### Passage given
<<<<
Wednesday, December 27, 2006

Young People

As a person who is growing into the flower of years, I often find myself muttering about the world and how it is going to hell in a hand basket. My mother used to do this. It is something one does in ones later years, I guess. The only antidote I have found for aforementioned hell in a handbasket syndrome, is to be in the world with younger folk.

On Christmas this year, as my daughter and I were driving over to a holiday visit, a young man was crossing the street, a five lane extravaganza, the kind where cars go too fast and are boundries for kids wanting to explore the world, but their parents say, but don't cross (name of street).

This young man had a skate board. Half way across the street, he put the board down and glided. He stood sideways and raised his hands and head in celebration. It was a joyous moment he let the world share. Then he put one foot on the ground to push his conveyance along and went on into the neighborhood.

My next gift was a 17 month old who helped her mother and then me, empty the silverware from the dishwasher. She would hand each piece to her mother and she was very satisfied and proud to take part in this process. Her mother would take the flatware (knife, fork or spoon). Each time mother took a piece, she said "Thank you" and put the piece in the drawer where it belonged. A good time was had by all.

Friday, December 22, 2006

Diversity

Diversity

We live in a desert. It is strange to call our water wonderland a desert. I don't mean we lack rain. I mean that our species numbers are dangerously low. We have no business complaining about the rain forest when we work at creating desert right here on our own little lands by our own little castles. We mow and fertilize to our peril.

I recently let a stray milkweed that had planted itself in my driveway crack stay. In the face of my neighbor's warning, I let it stay and sure enough it planted itself all over the place. I do pull out milkweed in spring so that it doesn't take over, but it takes up less space than the space I devote to grass. The miracle of milkweed is that butterflies eat it.

I have monarchs in profusion now. This year I noticed swallowtails and skippers. I have not looked up to see if they are there because of the Great Blue Lobilia, or the New England Aster, introduced in 2004. It is hard to keep up with all of the new species I see now that I let things grow and plant cover for them. Nuthatches like cover. They are small and shy and loth to compete with the sparrows at the feeder. But if they have some shrubbery for cover, they stay in spite of the raucous house sparrows. I see them once in a while, usually in the shrubbery, flitting through on business of their own.
>>>>
### Problems to work on
1 - Duplicate the rows from the very first one through the line containing "Segments of the pool", with both ends included and the pictures left out.
2 - Pick up the blog entries on young people and backyard diversity right after their last sentence and carry them on.

### Input rows
<<<<
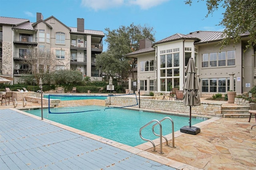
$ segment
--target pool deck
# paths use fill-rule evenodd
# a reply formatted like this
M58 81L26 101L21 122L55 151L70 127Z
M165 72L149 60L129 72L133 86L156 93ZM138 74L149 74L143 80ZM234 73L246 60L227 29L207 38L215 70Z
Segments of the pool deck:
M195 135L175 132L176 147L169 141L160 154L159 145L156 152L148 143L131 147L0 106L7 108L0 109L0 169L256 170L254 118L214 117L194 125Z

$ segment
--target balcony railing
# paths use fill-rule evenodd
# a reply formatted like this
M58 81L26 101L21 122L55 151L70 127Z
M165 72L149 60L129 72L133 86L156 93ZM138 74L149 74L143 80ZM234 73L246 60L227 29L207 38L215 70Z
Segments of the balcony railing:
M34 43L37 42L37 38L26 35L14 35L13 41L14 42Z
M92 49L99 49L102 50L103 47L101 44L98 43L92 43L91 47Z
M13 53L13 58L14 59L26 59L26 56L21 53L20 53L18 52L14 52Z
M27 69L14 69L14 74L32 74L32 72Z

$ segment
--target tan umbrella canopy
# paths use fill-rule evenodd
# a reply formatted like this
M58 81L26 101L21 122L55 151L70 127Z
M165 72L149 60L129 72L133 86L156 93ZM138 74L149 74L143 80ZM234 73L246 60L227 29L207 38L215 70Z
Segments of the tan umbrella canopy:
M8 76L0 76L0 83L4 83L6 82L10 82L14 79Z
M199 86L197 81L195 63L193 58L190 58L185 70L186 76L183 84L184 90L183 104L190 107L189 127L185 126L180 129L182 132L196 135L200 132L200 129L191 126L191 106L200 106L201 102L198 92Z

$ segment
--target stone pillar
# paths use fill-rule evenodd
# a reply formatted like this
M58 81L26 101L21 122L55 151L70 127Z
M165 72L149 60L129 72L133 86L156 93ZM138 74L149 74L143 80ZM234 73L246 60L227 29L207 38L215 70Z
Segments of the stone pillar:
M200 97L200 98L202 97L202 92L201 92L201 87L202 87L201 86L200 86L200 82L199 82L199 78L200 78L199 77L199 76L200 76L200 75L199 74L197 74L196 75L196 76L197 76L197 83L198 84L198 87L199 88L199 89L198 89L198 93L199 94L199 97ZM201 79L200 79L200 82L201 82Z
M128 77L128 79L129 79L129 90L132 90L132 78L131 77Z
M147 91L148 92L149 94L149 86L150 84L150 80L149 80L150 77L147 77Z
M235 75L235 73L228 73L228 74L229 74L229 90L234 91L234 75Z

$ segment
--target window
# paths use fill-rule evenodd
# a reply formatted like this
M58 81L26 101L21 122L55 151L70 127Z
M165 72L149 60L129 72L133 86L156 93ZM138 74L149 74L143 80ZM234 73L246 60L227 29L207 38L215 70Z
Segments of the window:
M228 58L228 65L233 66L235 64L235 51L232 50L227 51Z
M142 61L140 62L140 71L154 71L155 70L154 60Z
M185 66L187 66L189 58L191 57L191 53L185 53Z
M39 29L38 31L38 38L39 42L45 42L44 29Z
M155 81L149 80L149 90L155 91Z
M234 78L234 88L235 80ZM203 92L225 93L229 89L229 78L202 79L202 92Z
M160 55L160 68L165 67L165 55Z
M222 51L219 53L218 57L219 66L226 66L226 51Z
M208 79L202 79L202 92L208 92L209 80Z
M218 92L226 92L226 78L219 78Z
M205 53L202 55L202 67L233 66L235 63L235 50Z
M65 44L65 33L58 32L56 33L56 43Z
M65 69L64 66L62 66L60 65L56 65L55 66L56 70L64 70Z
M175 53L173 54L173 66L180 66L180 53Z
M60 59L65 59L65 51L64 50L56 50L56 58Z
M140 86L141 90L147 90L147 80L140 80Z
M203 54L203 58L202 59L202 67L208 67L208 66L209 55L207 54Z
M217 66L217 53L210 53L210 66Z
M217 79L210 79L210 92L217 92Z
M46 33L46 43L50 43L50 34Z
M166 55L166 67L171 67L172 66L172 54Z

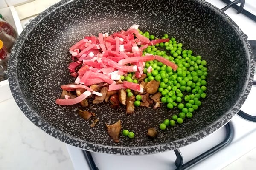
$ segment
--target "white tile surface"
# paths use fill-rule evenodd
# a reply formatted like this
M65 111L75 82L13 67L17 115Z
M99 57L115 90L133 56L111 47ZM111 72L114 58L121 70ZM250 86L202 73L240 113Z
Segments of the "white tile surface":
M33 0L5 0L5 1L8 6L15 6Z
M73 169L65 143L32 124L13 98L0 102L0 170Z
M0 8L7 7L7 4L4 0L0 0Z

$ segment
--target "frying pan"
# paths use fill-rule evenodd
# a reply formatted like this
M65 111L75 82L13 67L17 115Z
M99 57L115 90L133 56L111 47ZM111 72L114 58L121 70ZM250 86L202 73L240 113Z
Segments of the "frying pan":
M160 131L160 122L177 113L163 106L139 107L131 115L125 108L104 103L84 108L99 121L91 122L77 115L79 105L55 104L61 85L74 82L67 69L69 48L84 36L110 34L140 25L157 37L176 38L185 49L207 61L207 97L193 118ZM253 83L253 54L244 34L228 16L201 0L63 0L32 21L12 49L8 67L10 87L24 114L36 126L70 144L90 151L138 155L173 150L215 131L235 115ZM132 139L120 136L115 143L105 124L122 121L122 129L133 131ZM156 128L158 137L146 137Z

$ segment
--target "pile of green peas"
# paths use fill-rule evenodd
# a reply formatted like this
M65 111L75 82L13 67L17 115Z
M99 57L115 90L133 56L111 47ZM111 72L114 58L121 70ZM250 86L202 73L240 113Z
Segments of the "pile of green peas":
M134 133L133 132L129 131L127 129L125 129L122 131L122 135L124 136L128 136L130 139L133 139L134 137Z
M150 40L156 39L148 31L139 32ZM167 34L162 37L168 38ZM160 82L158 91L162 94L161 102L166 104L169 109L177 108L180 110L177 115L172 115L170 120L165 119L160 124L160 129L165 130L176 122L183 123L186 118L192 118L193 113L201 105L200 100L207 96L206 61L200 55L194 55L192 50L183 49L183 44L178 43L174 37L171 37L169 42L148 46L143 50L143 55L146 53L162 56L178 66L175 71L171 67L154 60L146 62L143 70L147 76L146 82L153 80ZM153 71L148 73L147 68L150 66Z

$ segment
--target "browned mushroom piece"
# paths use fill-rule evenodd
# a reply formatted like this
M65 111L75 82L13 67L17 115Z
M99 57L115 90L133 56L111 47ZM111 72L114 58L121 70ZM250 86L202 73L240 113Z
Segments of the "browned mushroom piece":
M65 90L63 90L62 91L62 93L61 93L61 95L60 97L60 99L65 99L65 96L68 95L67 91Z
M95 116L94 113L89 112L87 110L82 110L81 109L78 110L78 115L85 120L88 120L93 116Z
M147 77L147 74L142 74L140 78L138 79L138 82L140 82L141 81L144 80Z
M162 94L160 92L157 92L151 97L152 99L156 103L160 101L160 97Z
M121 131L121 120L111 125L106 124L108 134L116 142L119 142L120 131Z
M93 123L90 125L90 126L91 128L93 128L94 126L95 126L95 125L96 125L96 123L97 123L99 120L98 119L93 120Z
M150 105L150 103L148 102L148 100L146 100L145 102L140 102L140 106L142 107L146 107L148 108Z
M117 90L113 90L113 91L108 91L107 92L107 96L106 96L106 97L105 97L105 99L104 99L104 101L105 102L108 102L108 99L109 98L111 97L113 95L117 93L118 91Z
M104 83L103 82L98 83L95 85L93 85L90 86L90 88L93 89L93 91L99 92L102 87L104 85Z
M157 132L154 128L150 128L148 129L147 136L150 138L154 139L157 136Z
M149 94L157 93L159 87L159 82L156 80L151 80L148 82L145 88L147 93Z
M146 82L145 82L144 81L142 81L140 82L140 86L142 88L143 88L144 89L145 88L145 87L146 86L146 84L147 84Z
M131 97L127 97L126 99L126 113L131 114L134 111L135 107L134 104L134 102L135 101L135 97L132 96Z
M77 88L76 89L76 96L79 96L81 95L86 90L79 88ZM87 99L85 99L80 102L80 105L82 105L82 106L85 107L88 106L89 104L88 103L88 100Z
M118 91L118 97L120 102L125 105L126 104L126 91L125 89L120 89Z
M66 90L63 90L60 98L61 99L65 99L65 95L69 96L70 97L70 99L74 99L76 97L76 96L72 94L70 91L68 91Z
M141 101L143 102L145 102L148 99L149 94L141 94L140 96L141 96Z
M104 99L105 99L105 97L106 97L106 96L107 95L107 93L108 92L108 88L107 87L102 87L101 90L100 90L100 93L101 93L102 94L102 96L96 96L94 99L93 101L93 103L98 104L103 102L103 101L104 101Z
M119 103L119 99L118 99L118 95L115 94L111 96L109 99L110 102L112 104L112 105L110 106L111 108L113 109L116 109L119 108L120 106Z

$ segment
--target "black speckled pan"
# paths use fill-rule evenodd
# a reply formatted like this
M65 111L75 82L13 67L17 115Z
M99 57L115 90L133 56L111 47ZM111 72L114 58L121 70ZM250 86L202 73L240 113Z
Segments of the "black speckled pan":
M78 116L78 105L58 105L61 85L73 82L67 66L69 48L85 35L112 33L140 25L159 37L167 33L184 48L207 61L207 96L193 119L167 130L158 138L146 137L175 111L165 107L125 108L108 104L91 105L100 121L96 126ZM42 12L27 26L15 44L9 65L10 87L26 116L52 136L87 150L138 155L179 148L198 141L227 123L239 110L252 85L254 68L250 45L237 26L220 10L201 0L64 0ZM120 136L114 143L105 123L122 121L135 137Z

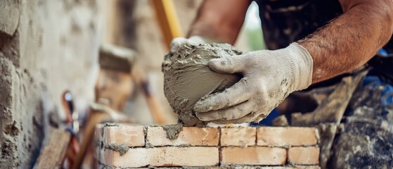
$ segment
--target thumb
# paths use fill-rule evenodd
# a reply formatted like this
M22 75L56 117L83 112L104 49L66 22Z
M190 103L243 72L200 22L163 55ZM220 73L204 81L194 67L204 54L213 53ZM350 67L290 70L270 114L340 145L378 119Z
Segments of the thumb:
>>>>
### Results for the exercise
1 -
$ segment
--target pool deck
# paths use fill-rule evenodd
# a reply formatted like this
M58 81L26 101L21 122L55 151L70 127Z
M165 72L149 60L129 72L133 86L156 93ZM138 74L149 74L143 80ZM234 73L246 60L227 29L207 38L215 70Z
Segments of the pool deck:

2 -
Looking into the relationships of what grows when and what ripens just in time for what eggs to hatch and feed, would take my whole life just to learn and then some. The complexity of my backyard; where does the toad go in dry spells and how come the snakes like to live behind the garage and what do they eat. I do not know these things. The toads breed in neighbor's swimming pools, that I do know. My daughter used to bring pollywogs home for me to look at. I raised many of them. That is to say, I provided a place for them to live where they wouldn't be dumped down the sewer. A mother American Toad has to lay many eggs in this dangerous world for only a few of her children to survive.

If toads had politics, I fancy, our vast grass covered, drained suburbs would be called third world impoverished zones for them. They'd send help to toad mothers, flies or mosquito larvae. But toads have not a prehensile thumb, and no postal service. Many of their babies go to storm sewers when people clean out their pools. I cannot say what happens to them when they are dumped into the creek, where the water is running. This is not where their mothers left them and I do not believe they will survive unless they find a eddy to live in.

It has been rewarding for me to watch the progression of things in the yard and to encourage species that long ago gave up and found more hospitable places to live, further from the suburbs. How easy it is to reclaim land. People spend much time and money maintaining lawns. They feel in charge, like Englishmen in 1910. It is a strange combination of economics and politics that formed our interest in "Keeping up our property". Even gardeners grow things that have been bred to appeal to this strange esthetic, for looks, not for the practicality of allowing diversity of species to thrive.

I would go on about species depletion and the coming crash of diversity. While the 20th century will be known for it's horrific wars, the 21st century will be known for the collapse of many environments and species depletion. It will take a million years to recover from a crash like this if we let it happen and if we are around with our prehensile thumbs to record such events. But no, onward to politics.

I have been noticing lately how our political landscape resembles our suburban one. There is no diversity. If someone comes along with a unique voice, they are either marginalized or they run for office and have to raise money. Raising money keeps them in line.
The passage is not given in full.